-- Records shown --
----------------------------------------

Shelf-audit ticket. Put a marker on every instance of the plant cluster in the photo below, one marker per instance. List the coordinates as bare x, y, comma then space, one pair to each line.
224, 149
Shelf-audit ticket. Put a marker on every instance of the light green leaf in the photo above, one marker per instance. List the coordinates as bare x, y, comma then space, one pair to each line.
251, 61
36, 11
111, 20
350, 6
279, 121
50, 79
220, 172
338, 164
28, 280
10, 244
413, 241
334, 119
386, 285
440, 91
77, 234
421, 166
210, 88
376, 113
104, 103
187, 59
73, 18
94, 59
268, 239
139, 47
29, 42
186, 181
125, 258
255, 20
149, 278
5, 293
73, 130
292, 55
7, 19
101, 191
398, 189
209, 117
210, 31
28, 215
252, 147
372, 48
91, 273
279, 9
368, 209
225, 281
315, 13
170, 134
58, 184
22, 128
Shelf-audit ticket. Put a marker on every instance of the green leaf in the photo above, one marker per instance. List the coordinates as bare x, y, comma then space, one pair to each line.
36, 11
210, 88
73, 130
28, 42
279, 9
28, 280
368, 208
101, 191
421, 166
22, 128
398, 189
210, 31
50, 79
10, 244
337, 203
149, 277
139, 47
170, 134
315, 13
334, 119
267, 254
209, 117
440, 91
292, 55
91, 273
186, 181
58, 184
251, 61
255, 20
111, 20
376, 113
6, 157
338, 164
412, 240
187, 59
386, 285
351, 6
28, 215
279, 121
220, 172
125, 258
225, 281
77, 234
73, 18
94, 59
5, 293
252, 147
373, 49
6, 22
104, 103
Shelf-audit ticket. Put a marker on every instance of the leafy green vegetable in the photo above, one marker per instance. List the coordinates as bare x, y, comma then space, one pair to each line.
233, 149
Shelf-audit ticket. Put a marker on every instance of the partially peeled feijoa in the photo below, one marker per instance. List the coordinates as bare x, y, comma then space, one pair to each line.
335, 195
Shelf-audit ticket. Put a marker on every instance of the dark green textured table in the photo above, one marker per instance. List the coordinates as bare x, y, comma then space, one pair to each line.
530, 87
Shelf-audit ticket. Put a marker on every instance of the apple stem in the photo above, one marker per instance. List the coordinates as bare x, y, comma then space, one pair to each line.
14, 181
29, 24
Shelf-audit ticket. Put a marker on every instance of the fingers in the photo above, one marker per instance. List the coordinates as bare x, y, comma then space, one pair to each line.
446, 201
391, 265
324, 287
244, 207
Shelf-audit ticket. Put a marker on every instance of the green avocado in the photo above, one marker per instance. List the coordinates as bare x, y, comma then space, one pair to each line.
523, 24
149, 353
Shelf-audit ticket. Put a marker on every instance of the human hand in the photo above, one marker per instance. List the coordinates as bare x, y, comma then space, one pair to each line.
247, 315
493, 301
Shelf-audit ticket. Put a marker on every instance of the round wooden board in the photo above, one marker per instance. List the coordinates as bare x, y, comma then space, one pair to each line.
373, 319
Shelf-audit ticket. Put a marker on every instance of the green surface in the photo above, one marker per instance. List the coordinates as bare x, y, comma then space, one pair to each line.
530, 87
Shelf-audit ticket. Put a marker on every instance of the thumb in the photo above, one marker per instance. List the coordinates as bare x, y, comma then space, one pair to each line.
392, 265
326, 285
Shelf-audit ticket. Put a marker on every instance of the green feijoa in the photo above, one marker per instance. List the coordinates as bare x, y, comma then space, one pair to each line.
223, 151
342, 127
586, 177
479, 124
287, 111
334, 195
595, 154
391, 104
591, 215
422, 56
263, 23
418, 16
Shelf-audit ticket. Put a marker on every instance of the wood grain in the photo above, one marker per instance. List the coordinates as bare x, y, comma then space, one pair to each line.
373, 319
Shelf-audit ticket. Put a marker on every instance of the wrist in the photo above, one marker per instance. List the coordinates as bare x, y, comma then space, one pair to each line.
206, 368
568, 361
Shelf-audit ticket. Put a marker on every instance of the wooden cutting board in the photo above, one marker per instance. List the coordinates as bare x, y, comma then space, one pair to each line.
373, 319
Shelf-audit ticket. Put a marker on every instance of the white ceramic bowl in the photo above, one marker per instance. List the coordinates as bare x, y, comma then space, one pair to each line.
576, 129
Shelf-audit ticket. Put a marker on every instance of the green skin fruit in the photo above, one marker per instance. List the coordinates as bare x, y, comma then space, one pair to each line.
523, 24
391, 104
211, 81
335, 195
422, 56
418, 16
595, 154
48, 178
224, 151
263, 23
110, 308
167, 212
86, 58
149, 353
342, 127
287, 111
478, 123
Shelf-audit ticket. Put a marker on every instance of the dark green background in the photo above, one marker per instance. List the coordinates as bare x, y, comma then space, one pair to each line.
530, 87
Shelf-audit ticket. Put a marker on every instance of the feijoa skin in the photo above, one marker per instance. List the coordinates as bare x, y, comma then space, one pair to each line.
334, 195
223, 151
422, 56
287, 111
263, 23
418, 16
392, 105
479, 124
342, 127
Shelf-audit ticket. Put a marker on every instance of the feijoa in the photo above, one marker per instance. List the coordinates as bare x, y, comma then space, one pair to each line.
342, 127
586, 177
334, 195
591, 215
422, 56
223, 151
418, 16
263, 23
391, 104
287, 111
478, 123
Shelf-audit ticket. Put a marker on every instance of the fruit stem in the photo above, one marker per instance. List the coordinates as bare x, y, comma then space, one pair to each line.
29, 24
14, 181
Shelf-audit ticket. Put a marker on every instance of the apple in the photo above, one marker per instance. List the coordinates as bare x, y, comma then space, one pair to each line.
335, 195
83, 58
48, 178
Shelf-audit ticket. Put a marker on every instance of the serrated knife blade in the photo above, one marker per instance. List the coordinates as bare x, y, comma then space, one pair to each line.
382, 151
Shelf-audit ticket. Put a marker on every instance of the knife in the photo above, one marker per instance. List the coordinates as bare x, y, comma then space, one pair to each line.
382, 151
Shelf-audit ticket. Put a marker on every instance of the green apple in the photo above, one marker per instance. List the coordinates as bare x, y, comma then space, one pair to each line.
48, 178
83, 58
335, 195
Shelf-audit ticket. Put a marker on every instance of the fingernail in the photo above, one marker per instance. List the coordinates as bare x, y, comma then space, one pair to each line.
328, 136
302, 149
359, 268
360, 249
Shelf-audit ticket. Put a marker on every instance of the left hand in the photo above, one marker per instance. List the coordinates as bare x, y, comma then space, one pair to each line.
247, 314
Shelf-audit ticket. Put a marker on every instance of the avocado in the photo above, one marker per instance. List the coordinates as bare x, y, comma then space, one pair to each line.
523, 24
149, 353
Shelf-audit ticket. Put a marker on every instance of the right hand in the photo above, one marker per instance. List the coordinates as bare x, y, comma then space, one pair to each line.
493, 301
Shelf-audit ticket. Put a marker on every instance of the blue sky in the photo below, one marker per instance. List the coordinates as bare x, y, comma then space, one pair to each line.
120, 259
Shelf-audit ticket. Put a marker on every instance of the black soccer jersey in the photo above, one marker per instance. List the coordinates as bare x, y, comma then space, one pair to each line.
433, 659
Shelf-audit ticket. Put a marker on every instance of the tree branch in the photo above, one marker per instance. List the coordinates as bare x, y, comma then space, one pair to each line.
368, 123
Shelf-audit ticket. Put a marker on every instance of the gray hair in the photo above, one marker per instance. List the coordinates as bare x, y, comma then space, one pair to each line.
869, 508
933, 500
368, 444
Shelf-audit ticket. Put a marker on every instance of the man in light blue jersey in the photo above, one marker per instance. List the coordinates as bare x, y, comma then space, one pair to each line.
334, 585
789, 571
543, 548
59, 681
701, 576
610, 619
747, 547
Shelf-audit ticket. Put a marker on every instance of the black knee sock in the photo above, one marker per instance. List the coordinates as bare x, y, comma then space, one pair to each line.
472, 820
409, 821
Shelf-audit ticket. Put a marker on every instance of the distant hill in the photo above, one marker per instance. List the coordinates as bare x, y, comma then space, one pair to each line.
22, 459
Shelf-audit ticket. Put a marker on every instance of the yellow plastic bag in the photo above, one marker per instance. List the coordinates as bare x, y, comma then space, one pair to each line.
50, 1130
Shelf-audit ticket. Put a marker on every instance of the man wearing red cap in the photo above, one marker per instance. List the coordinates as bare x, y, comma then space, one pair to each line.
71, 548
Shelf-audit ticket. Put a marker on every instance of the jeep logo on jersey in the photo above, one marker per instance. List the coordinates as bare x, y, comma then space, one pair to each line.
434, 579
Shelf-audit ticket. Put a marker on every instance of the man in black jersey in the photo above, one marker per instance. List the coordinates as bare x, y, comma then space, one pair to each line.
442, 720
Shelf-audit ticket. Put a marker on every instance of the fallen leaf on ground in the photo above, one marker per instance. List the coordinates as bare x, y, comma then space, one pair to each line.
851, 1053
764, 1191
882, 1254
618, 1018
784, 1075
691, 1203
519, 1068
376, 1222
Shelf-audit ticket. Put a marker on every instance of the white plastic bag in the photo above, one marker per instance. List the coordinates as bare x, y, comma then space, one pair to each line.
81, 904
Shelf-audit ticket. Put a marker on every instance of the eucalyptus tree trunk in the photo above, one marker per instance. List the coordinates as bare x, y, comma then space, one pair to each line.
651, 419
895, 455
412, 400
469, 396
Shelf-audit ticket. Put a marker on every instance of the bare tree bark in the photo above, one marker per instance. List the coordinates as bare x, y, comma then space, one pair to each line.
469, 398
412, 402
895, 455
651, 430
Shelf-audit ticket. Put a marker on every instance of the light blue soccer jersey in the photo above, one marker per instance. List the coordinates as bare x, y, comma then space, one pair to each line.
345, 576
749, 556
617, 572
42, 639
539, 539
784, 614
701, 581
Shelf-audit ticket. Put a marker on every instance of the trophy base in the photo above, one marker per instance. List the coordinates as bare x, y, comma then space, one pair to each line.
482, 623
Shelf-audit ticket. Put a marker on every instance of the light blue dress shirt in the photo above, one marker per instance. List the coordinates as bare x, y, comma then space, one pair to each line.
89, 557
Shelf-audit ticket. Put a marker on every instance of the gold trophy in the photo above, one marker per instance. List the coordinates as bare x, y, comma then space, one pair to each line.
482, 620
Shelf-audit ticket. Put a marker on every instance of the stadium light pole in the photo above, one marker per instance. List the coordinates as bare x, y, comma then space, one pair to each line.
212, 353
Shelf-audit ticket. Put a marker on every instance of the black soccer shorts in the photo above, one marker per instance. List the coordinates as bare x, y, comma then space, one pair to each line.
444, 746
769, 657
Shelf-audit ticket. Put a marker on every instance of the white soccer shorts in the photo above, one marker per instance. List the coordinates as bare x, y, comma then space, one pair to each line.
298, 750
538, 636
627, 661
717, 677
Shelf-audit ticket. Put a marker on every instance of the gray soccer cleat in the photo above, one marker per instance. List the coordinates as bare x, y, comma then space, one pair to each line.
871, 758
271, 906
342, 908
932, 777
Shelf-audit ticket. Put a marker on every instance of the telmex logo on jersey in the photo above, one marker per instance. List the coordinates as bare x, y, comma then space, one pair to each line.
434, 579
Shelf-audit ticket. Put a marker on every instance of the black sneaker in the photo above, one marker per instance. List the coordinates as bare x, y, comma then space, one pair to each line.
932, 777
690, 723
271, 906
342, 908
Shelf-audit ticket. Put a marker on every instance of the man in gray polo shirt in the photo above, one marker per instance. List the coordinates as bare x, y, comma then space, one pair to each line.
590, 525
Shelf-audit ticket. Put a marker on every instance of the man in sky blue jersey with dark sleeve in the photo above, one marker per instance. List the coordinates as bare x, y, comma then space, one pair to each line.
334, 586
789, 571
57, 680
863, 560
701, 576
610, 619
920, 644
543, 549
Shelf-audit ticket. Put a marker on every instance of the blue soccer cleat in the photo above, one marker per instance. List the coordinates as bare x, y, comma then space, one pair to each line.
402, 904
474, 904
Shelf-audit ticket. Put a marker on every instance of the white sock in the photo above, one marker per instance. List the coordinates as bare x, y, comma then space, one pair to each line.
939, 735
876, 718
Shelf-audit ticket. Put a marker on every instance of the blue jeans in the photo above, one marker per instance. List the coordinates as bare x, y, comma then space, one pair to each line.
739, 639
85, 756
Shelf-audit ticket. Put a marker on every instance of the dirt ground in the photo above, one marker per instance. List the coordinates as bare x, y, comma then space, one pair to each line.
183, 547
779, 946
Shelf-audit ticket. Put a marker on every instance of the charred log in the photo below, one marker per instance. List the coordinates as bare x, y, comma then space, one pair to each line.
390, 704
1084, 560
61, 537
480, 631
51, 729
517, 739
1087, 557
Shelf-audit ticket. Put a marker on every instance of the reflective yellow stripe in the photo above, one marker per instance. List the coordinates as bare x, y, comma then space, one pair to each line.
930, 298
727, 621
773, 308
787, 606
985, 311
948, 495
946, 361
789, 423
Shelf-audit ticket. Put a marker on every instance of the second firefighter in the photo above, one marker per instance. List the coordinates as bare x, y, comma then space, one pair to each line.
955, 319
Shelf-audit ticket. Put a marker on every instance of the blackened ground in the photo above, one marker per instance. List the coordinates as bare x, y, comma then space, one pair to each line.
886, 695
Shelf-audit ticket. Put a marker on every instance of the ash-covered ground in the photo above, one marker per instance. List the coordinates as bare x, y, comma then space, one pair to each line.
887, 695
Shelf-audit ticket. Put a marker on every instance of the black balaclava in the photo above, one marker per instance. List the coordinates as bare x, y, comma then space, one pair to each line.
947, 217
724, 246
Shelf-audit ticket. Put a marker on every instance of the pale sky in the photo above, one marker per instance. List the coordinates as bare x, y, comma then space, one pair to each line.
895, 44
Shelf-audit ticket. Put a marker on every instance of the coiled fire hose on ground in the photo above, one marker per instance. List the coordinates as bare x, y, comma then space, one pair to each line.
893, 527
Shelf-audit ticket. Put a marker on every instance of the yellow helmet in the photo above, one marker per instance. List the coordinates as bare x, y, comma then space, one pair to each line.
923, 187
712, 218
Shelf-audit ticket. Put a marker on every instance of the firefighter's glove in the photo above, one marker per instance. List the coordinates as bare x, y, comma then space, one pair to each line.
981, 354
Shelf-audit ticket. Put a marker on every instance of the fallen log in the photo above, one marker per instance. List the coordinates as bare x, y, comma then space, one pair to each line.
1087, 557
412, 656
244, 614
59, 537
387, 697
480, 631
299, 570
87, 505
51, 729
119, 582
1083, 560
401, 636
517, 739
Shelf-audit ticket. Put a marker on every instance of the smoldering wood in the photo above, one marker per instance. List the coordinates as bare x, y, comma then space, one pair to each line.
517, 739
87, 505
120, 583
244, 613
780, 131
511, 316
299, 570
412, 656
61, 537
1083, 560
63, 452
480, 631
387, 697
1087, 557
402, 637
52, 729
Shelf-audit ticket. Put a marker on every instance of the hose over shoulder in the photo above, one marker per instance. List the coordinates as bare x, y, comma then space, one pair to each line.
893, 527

----------------------------------------

-- Aim --
Write out once more the lines above beginning at the line with "the fallen log"; continue through the final line and stop there.

-- Exercise output --
Shelf-audit ticket. Put a marker on every instance of the fallen log in the photo above, one marker per instance. List the coordinates as bare x, y, comma then space, one pair to each line.
1087, 557
412, 656
244, 614
59, 537
387, 697
480, 631
299, 570
87, 505
51, 729
119, 582
1083, 560
401, 636
517, 739
Shelf-audit ticket. Put a marker on every instance of the smoldering wood in the photo above, one marker per instance. List the coordinates as bare x, y, comma then space, one pair to each line.
517, 739
87, 505
120, 583
244, 613
780, 131
511, 316
299, 570
412, 656
61, 537
1083, 560
63, 452
480, 631
387, 697
1087, 557
402, 637
52, 729
Shelf-audit ticket. Put a marker on every instance of the hose over shoulder in the photo above, one marker per instance. List the coordinates as bare x, y, comma then space, one pair to each line.
893, 527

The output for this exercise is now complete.